(What you have to do):
A copy is needed of each line in the records that has the word "metal".

━━━━━━━━━━━━━━━━━━━━

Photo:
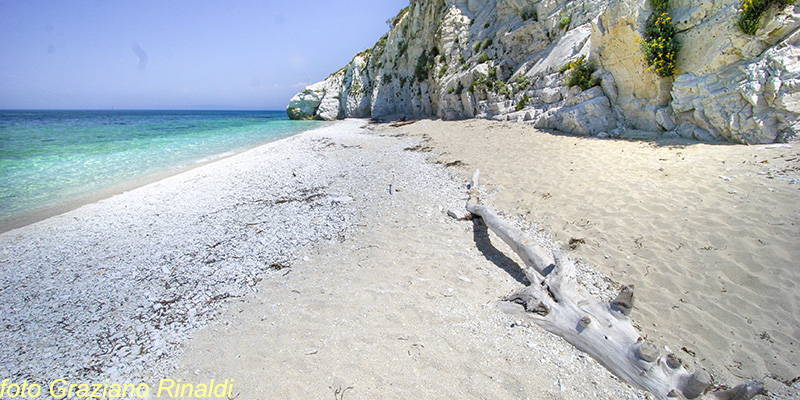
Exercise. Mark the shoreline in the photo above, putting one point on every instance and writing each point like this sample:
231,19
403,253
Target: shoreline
30,217
332,261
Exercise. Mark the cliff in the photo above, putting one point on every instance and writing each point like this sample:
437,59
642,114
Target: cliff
577,66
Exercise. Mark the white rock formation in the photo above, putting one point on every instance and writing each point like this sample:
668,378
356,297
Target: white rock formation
496,59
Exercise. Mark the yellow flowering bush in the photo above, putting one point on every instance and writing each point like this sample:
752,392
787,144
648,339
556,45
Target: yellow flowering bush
659,45
750,14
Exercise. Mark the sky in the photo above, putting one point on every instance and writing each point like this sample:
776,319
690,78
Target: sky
177,54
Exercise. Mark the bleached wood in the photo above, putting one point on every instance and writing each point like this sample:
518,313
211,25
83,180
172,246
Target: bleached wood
556,302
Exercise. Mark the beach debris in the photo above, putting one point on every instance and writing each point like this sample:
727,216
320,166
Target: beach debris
399,123
559,304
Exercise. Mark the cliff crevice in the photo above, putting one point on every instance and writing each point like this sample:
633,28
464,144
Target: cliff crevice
506,59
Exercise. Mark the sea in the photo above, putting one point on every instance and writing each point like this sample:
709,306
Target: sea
50,158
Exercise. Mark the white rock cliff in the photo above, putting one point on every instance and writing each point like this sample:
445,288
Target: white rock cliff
502,59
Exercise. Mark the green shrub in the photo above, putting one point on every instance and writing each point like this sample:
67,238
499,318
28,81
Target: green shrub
523,83
504,90
402,46
752,10
528,13
579,73
659,6
522,103
660,47
564,22
393,21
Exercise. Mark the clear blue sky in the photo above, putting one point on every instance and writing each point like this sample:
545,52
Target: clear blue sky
177,54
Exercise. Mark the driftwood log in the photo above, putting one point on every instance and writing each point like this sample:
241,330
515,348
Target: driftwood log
557,303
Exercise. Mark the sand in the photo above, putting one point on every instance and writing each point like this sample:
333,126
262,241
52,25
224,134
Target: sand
325,265
708,234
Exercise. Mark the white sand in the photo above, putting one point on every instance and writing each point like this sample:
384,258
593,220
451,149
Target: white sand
386,296
708,234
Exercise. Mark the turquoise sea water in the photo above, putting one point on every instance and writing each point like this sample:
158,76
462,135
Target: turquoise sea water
48,157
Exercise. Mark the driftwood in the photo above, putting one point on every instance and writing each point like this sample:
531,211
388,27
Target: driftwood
556,302
401,123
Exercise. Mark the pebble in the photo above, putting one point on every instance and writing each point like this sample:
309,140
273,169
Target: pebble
174,251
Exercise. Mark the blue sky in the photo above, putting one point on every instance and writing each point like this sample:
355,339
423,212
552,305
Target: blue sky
177,54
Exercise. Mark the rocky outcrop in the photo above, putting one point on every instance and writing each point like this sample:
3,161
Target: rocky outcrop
503,59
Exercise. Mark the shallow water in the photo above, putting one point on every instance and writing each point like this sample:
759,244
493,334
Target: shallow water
49,157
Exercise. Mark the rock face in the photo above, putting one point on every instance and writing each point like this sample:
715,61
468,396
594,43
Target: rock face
503,59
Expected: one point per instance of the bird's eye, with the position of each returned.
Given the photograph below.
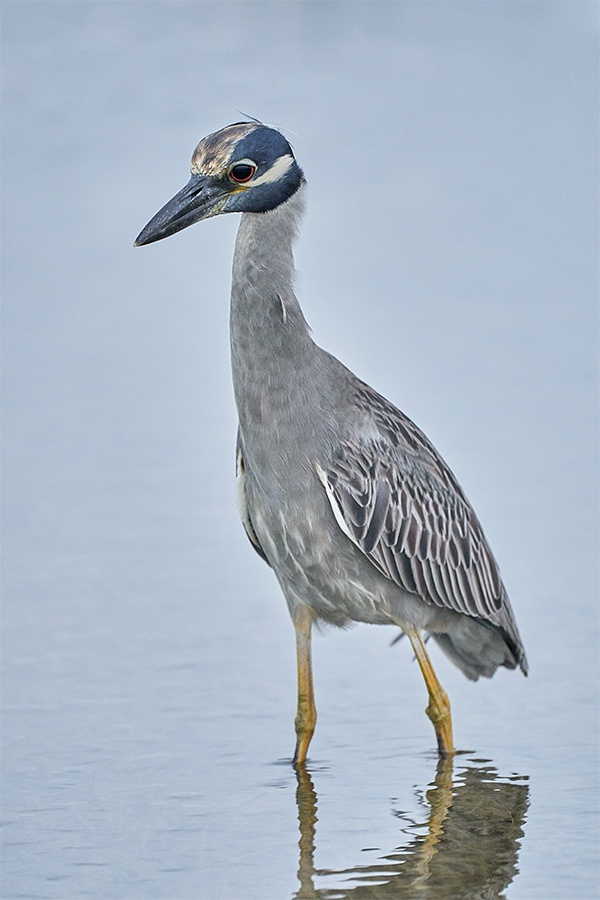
(242, 172)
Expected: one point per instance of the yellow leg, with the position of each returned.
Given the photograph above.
(306, 718)
(438, 708)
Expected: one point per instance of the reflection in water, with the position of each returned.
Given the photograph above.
(469, 848)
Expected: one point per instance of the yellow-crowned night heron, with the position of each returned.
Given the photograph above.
(344, 497)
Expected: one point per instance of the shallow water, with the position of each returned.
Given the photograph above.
(148, 659)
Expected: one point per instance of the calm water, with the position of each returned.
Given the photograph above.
(449, 257)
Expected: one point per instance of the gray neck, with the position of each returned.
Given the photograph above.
(270, 342)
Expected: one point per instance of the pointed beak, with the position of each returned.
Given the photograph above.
(201, 198)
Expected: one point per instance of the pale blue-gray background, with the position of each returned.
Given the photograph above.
(449, 257)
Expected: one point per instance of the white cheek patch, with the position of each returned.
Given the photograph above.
(277, 171)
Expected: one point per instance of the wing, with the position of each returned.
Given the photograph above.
(394, 496)
(243, 503)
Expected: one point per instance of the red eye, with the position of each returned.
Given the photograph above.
(242, 172)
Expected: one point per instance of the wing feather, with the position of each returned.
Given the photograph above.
(396, 498)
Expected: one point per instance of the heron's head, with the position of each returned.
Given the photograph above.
(246, 167)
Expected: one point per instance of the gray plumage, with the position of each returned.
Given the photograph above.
(344, 497)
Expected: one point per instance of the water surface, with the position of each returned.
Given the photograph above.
(449, 257)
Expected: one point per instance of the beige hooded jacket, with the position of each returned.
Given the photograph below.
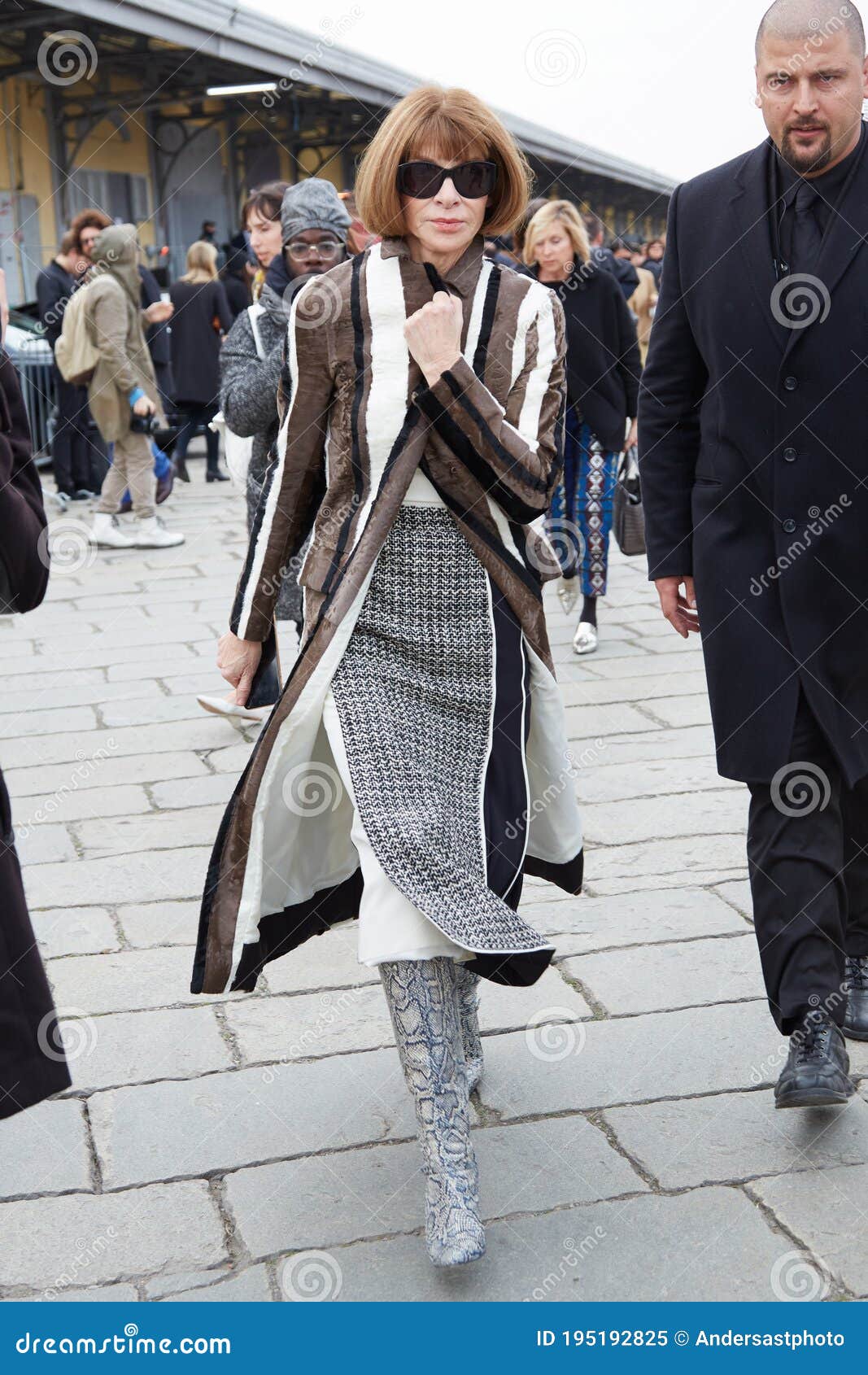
(117, 328)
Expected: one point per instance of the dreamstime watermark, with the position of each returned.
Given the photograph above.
(574, 1253)
(67, 543)
(73, 1038)
(557, 546)
(312, 789)
(800, 1277)
(800, 300)
(87, 1251)
(67, 57)
(555, 57)
(320, 303)
(818, 523)
(338, 29)
(79, 776)
(312, 1277)
(547, 1040)
(800, 788)
(334, 1006)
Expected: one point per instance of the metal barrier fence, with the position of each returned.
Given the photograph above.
(37, 386)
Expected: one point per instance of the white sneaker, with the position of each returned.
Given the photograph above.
(107, 534)
(585, 639)
(222, 707)
(151, 534)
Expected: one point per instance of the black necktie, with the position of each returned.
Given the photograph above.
(806, 234)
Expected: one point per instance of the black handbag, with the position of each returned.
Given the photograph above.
(627, 516)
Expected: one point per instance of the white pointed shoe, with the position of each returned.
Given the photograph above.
(151, 534)
(107, 534)
(223, 707)
(585, 639)
(567, 593)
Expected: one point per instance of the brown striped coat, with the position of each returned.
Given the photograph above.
(355, 421)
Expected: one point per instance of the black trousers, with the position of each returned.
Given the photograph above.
(808, 860)
(77, 452)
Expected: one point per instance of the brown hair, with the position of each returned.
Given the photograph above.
(266, 199)
(450, 124)
(89, 220)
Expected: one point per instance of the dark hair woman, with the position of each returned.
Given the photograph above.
(314, 229)
(201, 319)
(260, 216)
(421, 440)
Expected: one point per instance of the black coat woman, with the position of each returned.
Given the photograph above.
(201, 319)
(603, 372)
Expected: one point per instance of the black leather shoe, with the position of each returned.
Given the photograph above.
(856, 984)
(818, 1068)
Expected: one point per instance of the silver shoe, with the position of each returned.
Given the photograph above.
(468, 1008)
(422, 1000)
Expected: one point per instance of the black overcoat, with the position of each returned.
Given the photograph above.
(754, 462)
(32, 1058)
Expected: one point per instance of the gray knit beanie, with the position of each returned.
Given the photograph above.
(312, 203)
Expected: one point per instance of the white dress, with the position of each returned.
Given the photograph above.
(390, 926)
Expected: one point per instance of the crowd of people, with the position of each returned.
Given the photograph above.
(215, 347)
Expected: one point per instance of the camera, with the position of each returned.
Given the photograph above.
(145, 424)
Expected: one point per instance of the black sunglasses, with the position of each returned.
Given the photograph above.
(421, 181)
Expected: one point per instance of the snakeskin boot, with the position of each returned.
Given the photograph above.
(468, 1006)
(422, 1002)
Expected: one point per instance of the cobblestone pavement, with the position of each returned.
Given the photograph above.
(627, 1143)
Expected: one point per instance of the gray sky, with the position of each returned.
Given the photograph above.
(665, 83)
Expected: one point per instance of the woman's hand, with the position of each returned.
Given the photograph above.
(238, 661)
(159, 311)
(434, 334)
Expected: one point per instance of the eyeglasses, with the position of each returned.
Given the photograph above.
(325, 249)
(421, 181)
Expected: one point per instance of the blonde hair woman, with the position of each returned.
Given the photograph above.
(603, 370)
(201, 318)
(420, 436)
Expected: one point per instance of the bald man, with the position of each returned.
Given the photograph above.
(754, 472)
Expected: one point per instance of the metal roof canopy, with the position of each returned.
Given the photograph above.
(252, 40)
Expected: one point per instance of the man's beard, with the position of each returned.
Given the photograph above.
(804, 161)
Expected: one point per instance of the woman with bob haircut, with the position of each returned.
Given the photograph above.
(603, 372)
(416, 766)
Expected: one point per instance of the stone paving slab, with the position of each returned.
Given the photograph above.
(670, 814)
(159, 923)
(583, 924)
(117, 787)
(163, 1131)
(44, 1150)
(121, 836)
(630, 1059)
(139, 1046)
(735, 1136)
(378, 1189)
(129, 980)
(75, 931)
(681, 976)
(709, 1245)
(826, 1211)
(87, 1238)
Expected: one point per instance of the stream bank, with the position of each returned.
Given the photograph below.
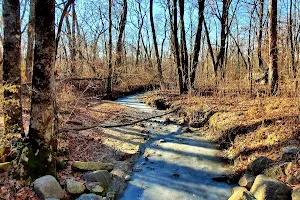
(174, 164)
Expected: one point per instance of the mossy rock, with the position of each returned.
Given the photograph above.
(92, 166)
(274, 172)
(5, 166)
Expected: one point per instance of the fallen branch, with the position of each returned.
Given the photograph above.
(113, 126)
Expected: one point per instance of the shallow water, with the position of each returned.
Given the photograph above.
(179, 166)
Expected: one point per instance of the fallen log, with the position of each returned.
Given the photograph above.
(113, 126)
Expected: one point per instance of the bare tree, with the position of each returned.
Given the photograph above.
(30, 40)
(260, 34)
(176, 47)
(197, 44)
(224, 30)
(119, 50)
(110, 67)
(11, 71)
(41, 137)
(273, 65)
(158, 61)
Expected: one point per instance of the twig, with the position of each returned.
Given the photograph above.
(113, 126)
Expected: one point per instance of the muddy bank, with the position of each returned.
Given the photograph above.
(175, 163)
(244, 128)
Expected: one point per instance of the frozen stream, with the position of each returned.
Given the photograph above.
(179, 166)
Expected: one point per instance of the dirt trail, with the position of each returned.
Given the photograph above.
(178, 166)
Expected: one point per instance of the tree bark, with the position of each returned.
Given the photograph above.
(41, 137)
(119, 50)
(183, 48)
(291, 40)
(12, 105)
(176, 47)
(260, 31)
(273, 65)
(224, 27)
(197, 45)
(158, 61)
(110, 67)
(30, 41)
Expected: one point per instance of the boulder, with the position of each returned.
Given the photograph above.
(103, 177)
(186, 130)
(289, 168)
(296, 193)
(292, 180)
(274, 172)
(258, 165)
(74, 187)
(238, 188)
(297, 174)
(289, 153)
(48, 187)
(242, 195)
(92, 166)
(96, 187)
(265, 188)
(5, 166)
(89, 197)
(247, 181)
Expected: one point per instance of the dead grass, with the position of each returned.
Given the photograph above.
(244, 127)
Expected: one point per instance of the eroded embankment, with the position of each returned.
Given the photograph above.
(244, 128)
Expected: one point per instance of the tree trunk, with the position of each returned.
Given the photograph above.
(183, 48)
(110, 67)
(197, 45)
(176, 47)
(41, 137)
(30, 41)
(119, 50)
(12, 105)
(273, 65)
(159, 69)
(224, 27)
(211, 52)
(260, 31)
(291, 40)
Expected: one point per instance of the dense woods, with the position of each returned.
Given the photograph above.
(57, 52)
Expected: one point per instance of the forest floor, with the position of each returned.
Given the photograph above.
(243, 127)
(96, 144)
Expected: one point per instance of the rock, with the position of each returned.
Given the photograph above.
(297, 174)
(186, 130)
(137, 169)
(181, 121)
(258, 165)
(167, 121)
(74, 187)
(48, 187)
(92, 166)
(274, 172)
(296, 193)
(90, 197)
(127, 178)
(289, 153)
(5, 166)
(289, 168)
(265, 188)
(238, 188)
(247, 181)
(100, 176)
(292, 180)
(242, 195)
(96, 187)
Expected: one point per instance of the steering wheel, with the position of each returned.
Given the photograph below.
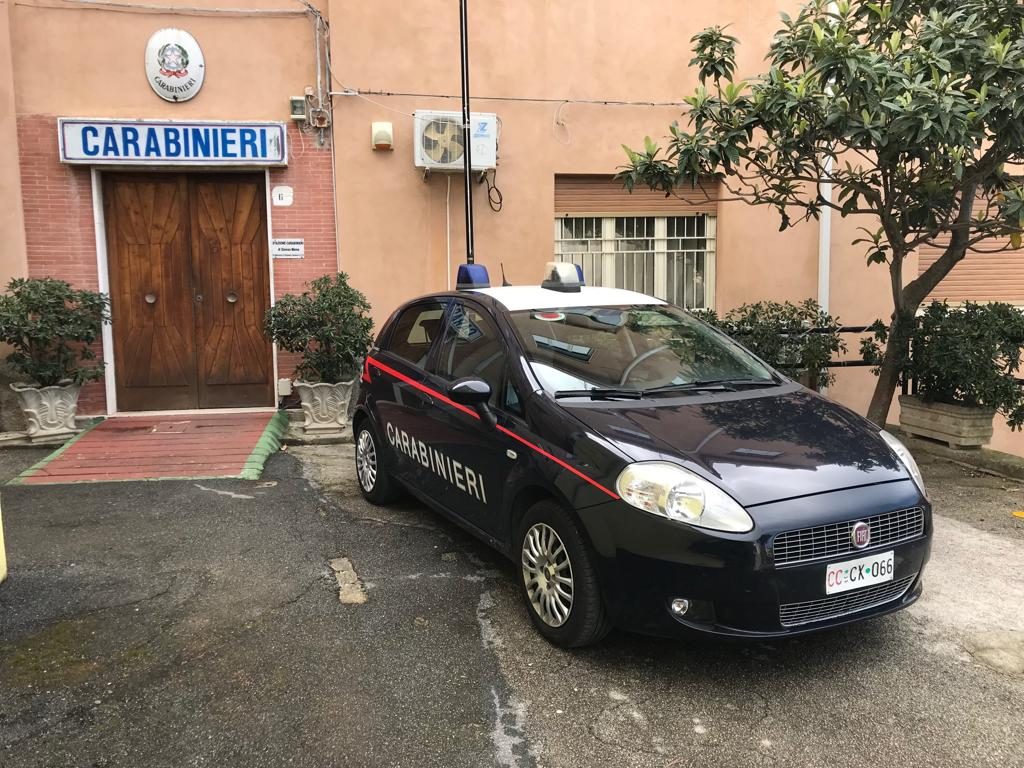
(637, 360)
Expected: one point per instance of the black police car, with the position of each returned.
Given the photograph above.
(645, 470)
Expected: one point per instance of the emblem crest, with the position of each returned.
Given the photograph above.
(174, 65)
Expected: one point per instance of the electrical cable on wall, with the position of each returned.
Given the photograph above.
(495, 198)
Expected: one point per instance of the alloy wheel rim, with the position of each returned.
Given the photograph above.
(548, 574)
(366, 461)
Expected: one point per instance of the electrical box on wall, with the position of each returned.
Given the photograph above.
(438, 143)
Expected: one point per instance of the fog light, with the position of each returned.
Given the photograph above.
(679, 606)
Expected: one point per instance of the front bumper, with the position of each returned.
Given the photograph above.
(732, 582)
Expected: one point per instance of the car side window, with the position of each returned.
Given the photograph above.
(415, 330)
(511, 400)
(472, 346)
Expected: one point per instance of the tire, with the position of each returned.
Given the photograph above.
(570, 613)
(376, 483)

━━━━━━━━━━━━━━━━━━━━

(Completed exercise):
Expected: one point per instance of the metal barrier fence, with the position of each returned.
Expected: one point per instance of the metal roof canopy, with the position of each returned.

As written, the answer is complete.